─── Quoted text ───
At the outbreak of war with Nazi Germany in September 1939, one of Great Britain’s greatest obstacles to thwarting German advances was a machine known as “Enigma,” an encryption device created by German intelligence to encode secret message transmissions.
As early as 1932, a team of Polish mathematician-cryptanalysts had succeeded in figuring out how “Enigma” worked, and by 1938 devised its counterpart: a code-breaking machine they called the “Bomba,” the Polish word for a type of ice cream.
The “Bomba,” however, was dependent on the Germans continuing to follow specific operational procedures, which in May of 1940, they discontinued, rendering the “Bomba” useless.

With the German war effort now surging ahead, it became necessary for British Intelligence to find a new method of decoding intercepted German transmissions.
Fortunately for the British Government, in September of 1938, a man named Alan Turing, one of the foremost mathematician-cryptanalysts in the world, had begun working at Bletchley Park, a mansion in the English countryside in Buckinghamshire, that became the principal center of Allied code-breaking during WWII, with the GC&CS (Government Code and Cypher School), and subsequently tasked with building a more efficient German-code-breaking machine.
─── Record extracts ───
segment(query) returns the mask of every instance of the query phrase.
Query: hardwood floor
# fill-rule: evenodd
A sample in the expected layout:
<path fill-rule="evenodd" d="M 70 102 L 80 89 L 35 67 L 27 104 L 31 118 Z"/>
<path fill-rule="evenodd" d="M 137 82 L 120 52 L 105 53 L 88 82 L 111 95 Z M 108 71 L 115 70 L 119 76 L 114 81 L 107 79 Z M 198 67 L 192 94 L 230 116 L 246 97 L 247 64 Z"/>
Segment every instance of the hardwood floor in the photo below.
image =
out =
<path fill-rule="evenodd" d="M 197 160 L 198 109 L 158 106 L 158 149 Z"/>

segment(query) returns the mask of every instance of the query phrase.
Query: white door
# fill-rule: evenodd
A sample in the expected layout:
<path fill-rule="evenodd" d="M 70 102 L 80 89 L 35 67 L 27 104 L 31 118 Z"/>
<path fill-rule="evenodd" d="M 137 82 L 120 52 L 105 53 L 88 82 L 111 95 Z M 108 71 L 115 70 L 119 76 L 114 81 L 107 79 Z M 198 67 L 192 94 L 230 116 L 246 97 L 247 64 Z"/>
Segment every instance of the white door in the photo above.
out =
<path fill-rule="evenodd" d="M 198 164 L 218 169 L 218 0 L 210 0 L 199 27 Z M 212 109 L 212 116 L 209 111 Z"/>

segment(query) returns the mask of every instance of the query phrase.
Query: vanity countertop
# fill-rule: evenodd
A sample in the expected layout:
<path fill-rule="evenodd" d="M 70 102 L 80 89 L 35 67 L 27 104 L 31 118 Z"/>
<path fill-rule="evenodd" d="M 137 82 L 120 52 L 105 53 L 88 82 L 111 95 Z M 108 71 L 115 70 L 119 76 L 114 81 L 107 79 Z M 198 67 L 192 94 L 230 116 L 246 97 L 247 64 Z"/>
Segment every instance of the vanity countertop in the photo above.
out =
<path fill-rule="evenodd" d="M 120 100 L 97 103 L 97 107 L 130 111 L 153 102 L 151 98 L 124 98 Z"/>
───
Tasks and exercises:
1: In the text about Enigma, what name did the Polish team give to their code-breaking machine?
2: Carry on writing the text about Enigma, starting after its final sentence.
The data comes from a source separate from the text about Enigma.

Solved problems:
1: They called it the "Bomba."

2:
Reaffirming himself as one of the most brilliant cryptanalysts in the world, Turing and his small group of colleagues successfully redesigned the “Bomba” by March 18, 1940, and had the first infallible decoding device in operation by late 1941.
But Turing’s wartime efforts for Great Britain didn’t stop there.
Early Life
Alan Mathison Turing was born on June 23, 1912, in Maida Vale, London, England, to Julius Mathison Turing, an officer with the Indian Civil Service of the British Raj government at Chatrapur, India, and Ethel Stoney-Sara, daughter of Edward Waller Stoney, chief engineer of Madras Railways in southern India.
Julius and Ethel were married on October 1, 1907, at St. Bartholomew’s Church in Ballsbridge, Dublin, Ireland.
Turing had one brother, John Ferrier, who was one year his senior. He was the father of noted author Sir John Dermot Turing, 12th Baronet of the Turing Baronetcy, in the County of Aberdeen, Scotland.
Turing’s father was still active in the Indian Civil Service of the British Raj government during Turing’s childhood, so he and his wife traveled between Hastings and India; Turning and his brother staying with a retired Army couple while in India; at Baston Lodge, Upper Maze Hill, St. Leonards-on-Sea, while at Hastings.
In 1927, his parents purchased a house in Guildford, Surrey, UK, where Turing lived during holidays from school.
Education
Even as a child, Turing showed signs of the genius he would display throughout his life. The headmistress of St Michael’s, the primary school in St Leonards-on-Sea, East Sussex, England, where Turing attended from age six to nine, said of him, “I have had clever boys and hardworking boys, but Alan is a genius.”
Between January 1922 and 1926, Turing was educated at Hazelhurst Preparatory School, an independent school in the village of Frant (now East Sussex), after which the 13-year-old went to Sherborne School, an independent boarding school in the market town of Sherborne, Dorset, where he boarded at Westcott House.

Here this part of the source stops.